> **Problem**:
Copy out the rows below word for word, omitting the pictures from your copy.

◆ ◆ ◆ ◆ ◆ ◆ ◆

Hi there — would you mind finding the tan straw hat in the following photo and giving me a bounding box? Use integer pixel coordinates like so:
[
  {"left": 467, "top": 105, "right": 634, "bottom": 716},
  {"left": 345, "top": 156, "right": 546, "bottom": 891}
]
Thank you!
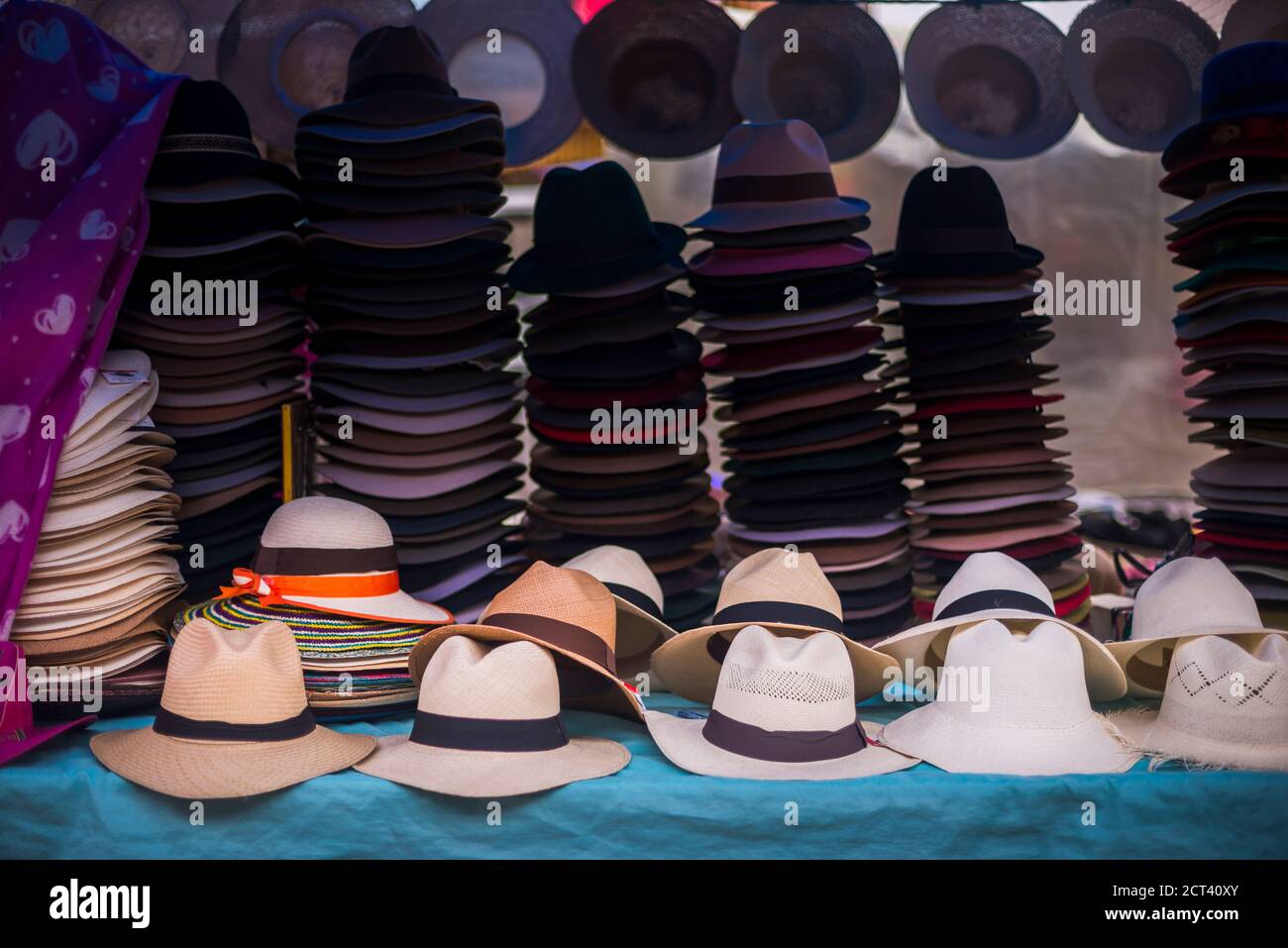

◆ ◆ ◆ ◆ ◆ ◆ ◆

> **Response for this exercise**:
Hi there — would you mind finding the tan straw hat in the following photo and giving me a bounding box? Use integer pixel coordinates like so:
[
  {"left": 467, "top": 105, "right": 634, "bottom": 716},
  {"left": 345, "top": 156, "right": 546, "bottom": 891}
]
Thank you!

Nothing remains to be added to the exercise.